──────── Extrait fourni

L'atteinte rénale ainsi que l'acidose métabolique observée (à trou anionique élevé) sont classiques dans l'intoxication à l'éthylène glycol par le biais de la production de l'acide formique. [5, 7, 15]. Un argument simple de confirmation de l'intoxication à l'éthylène glycol, est le calcul du trou osmotique (osmolarité mesurée - osmolarité calculée) [5]. Un trou osmotique élevé est très en faveur d'une intoxication à l'éthylène glycol. Cependant, le laboratoire de biologie de notre hôpital ne dispose pas de la mesure de l'osmolarité par delta cryoscopique. Par contre, le dosage de l'éthylène glycol par chromatographie en phase gazeuse est spécifique, mais de cout élevé et non disponible en routine [15]. De même, le dosage des pyréthrinoïdes par chromatographie en phase gazeuse couplée à la spectrométrie de masse est rarement disponible en pratique et n'as pas d'incidence sur la prise en charge qui est essentiellement symptomatique. Par contre, le screening toxicologique que nous avons effectué avait pour objectif d'éliminer une autre intoxication associée.

D'autres solvants dangereux ont été incriminés dans les intoxications aux pyréthrinoïdes. Dans un cas clinique d'intoxication à la deltaméthrine, la cardiotoxicité du solvant Naphta, qui fait partie de la famille des hydrocarbures, était responsable d'une asystolie réfractaire à la réanimation [13]. D'autres insecticides ont été mélangés de façon frauduleuse avec des pyréthrinoïdes, tels que les organophosphorés et ont été responsables d'intoxications particulièrement graves [14]. Dans cette éventualité, nous avons demandé une recherche d'organophosphorés dans l'insecticide incriminé. Cette dernière, réalisée par le centre antipoison était négative.

────────────────

Questions:
a: Dressez la liste de toutes les analyses ou recherches de laboratoire mentionnées dans l'extrait sur les intoxications.
b: Répondez à ces questions d'après l'extrait sur les intoxications :
(i) Par la production de quel acide l'éthylène glycol entraîne-t-il l'atteinte rénale et l'acidose métabolique ?
(ii) À quelle famille appartient le solvant Naphta ?
(iii) Qui a réalisé la recherche d'organophosphorés, et quel en a été le résultat ?
c: Écrivez la suite de l'extrait sur les intoxications à l'éthylène glycol et aux pyréthrinoïdes, à partir de sa dernière phrase.
Les entrées ne jouent aucun rôle ici.

──────── Entrées fournies

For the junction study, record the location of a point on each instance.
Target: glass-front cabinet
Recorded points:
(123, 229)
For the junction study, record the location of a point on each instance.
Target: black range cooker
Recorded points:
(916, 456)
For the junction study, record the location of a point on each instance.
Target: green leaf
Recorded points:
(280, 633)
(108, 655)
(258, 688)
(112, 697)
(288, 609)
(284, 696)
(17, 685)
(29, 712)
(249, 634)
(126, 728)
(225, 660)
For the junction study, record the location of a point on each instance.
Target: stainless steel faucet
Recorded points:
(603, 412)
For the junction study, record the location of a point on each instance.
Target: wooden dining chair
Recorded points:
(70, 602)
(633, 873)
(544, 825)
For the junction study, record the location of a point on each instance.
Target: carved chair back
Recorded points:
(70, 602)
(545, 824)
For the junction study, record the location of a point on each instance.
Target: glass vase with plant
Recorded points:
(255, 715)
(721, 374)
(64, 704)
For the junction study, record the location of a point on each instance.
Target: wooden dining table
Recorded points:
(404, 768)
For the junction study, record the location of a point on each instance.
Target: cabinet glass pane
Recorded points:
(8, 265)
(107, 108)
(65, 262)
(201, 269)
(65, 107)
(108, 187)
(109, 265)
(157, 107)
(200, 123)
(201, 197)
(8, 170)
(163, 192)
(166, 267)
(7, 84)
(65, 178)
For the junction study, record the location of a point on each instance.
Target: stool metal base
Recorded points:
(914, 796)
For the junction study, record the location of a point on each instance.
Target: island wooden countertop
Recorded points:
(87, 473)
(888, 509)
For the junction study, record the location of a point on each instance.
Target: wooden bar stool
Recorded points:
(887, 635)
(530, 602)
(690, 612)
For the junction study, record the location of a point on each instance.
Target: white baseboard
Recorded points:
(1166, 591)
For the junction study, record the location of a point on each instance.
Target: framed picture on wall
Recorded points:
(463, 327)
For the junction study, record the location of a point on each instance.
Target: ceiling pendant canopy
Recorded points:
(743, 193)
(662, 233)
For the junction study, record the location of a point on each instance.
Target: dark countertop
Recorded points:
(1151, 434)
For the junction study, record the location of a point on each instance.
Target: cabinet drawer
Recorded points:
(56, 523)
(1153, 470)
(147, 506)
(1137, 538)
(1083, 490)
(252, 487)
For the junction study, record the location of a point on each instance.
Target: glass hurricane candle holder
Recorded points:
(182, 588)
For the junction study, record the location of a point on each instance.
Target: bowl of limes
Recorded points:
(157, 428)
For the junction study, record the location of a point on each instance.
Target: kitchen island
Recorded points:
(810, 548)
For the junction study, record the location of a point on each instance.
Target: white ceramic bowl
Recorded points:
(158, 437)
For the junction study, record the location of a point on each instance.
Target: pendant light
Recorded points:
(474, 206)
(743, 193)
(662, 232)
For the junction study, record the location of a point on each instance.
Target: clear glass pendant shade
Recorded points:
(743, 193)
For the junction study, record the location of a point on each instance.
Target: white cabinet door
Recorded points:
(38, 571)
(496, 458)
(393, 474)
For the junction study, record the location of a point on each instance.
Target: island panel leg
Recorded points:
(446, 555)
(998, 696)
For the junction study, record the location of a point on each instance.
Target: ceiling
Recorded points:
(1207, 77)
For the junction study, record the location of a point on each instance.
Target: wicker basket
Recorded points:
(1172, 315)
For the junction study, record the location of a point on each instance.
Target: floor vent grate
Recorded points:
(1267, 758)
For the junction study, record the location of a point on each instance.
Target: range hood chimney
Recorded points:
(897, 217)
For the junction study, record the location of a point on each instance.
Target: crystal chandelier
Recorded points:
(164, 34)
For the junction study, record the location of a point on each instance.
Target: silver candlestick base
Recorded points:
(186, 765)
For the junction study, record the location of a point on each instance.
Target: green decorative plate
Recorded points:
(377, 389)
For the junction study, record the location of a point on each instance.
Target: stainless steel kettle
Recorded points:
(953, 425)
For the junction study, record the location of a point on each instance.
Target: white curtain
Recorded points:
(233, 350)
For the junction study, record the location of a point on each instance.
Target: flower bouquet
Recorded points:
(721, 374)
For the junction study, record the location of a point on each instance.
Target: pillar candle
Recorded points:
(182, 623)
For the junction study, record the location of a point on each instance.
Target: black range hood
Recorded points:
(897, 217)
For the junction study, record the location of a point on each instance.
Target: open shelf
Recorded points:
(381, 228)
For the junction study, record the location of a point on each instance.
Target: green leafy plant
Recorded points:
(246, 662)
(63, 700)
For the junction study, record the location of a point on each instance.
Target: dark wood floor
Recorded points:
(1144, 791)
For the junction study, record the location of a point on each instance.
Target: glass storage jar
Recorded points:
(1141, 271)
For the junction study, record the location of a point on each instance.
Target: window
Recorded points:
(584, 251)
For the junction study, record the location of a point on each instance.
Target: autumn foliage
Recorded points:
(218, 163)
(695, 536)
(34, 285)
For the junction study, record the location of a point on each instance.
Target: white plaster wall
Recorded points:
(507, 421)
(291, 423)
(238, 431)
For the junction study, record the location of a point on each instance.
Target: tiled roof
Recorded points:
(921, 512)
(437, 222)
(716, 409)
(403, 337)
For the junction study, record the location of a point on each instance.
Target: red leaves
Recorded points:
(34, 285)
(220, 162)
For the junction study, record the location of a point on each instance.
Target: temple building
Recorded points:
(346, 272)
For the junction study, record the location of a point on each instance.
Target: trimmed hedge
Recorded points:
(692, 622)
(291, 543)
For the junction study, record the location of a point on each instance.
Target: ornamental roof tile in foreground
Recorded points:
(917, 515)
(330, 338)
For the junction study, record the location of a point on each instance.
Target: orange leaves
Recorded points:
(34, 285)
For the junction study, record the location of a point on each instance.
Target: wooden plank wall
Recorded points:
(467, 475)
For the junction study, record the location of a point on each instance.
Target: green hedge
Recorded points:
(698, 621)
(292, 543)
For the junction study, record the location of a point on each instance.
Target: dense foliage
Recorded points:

────────────────

Réponses:
a:
- Le calcul du trou osmotique (osmolarité mesurée - osmolarité calculée)
- La mesure de l'osmolarité par delta cryoscopique
- Le dosage de l'éthylène glycol par chromatographie en phase gazeuse
- Le dosage des pyréthrinoïdes par chromatographie en phase gazeuse couplée à la spectrométrie de masse
- Le screening toxicologique
- La recherche d'organophosphorés dans l'insecticide incriminé

b:
(i) L'acide formique.
(ii) La famille des hydrocarbures.
(iii) Le centre antipoison ; la recherche était négative.

c:
Dans notre observation, que la dose supposée ingérée d'éthylène glycol était de 50 ml. Rapportée au poids du patient (60 Kg), elle est l'ordre de 0.83 ml/Kg. Cette dose est une dose mortelle puisque la dose létale chez l'homme est de 1 ml/Kg [2].

La difficulté majeure posée par cette intoxication est l'absence d'indication sur le flacon de l'insecticide de sa composition complète. En effet, ce n'est qu'à postériori en consultant sa composition sur internet, que nous avons pu savoir qu'il contenait de l'éthylène glycol à des doses importantes. Cette indication aurait pu avoir des implications thérapeutiques importantes, à savoir l'instauration d'une épuration extra-rénale précoce voire l'administration d'un antidote : fomépizole de préférence à l'éthanol [7].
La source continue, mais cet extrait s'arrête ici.